┌─ Information provided

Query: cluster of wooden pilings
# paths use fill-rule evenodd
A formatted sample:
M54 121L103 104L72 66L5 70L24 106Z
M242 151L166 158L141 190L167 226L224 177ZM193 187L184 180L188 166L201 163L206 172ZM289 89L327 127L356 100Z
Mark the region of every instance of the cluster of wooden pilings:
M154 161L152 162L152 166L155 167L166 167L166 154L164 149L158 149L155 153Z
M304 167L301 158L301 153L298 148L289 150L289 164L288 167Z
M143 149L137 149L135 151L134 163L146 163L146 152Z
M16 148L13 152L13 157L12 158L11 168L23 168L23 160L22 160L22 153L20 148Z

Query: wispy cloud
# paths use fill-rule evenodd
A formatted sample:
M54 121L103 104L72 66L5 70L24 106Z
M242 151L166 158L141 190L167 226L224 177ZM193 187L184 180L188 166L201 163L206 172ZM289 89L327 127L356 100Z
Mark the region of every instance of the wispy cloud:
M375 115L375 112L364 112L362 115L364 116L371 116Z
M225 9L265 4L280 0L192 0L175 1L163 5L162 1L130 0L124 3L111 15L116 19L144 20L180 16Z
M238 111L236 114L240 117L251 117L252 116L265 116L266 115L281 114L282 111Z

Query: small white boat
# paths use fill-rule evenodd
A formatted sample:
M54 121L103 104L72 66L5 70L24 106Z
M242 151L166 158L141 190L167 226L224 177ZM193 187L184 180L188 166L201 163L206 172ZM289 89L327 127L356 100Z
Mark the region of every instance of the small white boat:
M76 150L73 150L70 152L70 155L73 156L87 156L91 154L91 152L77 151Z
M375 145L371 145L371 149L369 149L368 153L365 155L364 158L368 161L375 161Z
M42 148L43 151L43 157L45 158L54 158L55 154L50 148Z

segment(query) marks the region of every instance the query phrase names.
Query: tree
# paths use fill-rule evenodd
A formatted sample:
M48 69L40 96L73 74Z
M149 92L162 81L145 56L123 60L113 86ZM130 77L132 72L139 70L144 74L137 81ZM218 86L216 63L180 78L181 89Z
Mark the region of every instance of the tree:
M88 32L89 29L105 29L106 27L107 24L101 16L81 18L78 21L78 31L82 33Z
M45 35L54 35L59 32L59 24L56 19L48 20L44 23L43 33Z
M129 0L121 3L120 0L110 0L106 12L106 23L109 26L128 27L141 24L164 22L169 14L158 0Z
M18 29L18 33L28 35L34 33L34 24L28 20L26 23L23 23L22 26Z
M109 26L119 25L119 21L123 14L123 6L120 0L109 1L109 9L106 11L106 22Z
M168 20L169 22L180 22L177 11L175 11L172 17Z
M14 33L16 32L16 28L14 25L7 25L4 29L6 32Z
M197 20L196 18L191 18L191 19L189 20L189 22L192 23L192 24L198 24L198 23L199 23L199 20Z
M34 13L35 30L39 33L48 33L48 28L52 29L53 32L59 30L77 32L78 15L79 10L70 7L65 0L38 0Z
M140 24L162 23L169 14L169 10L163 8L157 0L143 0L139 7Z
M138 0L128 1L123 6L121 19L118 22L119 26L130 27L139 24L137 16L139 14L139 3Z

└─
┌─ Information provided

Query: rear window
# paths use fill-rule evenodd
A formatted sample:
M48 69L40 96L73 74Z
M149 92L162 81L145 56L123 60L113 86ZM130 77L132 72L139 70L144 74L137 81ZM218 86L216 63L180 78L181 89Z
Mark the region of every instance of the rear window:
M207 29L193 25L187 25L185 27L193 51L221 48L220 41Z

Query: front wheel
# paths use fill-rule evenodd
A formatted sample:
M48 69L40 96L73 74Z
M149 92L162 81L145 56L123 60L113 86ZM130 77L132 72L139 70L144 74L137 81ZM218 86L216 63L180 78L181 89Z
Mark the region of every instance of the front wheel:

└─
┌─ Information provided

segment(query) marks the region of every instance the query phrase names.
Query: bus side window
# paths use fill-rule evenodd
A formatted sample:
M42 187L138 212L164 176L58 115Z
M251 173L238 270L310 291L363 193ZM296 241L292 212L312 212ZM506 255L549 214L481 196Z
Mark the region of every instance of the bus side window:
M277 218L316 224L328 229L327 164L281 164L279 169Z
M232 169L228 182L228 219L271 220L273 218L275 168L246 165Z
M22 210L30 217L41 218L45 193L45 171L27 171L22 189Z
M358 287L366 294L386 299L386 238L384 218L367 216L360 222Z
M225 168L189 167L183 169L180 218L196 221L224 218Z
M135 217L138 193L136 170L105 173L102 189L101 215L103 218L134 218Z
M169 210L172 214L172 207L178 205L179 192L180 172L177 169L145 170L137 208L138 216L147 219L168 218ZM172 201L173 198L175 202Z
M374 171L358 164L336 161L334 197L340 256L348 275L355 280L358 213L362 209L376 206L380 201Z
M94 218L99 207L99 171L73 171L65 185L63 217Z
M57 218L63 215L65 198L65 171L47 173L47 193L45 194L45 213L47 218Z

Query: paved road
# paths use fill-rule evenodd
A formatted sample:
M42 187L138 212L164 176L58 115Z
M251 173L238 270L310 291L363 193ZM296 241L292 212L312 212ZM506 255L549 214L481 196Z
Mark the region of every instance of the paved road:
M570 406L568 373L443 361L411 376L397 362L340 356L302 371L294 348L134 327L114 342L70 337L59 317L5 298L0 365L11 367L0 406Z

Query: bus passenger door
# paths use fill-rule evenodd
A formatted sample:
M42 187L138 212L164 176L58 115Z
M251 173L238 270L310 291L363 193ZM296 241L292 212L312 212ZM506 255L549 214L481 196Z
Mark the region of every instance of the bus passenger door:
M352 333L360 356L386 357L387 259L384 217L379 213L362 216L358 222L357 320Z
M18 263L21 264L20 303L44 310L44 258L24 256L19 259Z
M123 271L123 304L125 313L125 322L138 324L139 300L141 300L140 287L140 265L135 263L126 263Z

└─

Rewrite the part of the records that begins with the line containing "Query: cluster of wooden pilings" and ends with the line containing "Mark the region of every instance of the cluster", swapping "wooden pilings" for "timber posts" and leaving everything else as it is.

Query: cluster of timber posts
# paths use fill-rule evenodd
A formatted sample:
M54 121L103 104L72 66L5 70L24 106Z
M242 151L166 158L141 190L167 226L224 177ZM193 187L184 180L188 166L201 163L206 172ZM289 89L327 127L356 100Z
Mark the region of every instance of the cluster of timber posts:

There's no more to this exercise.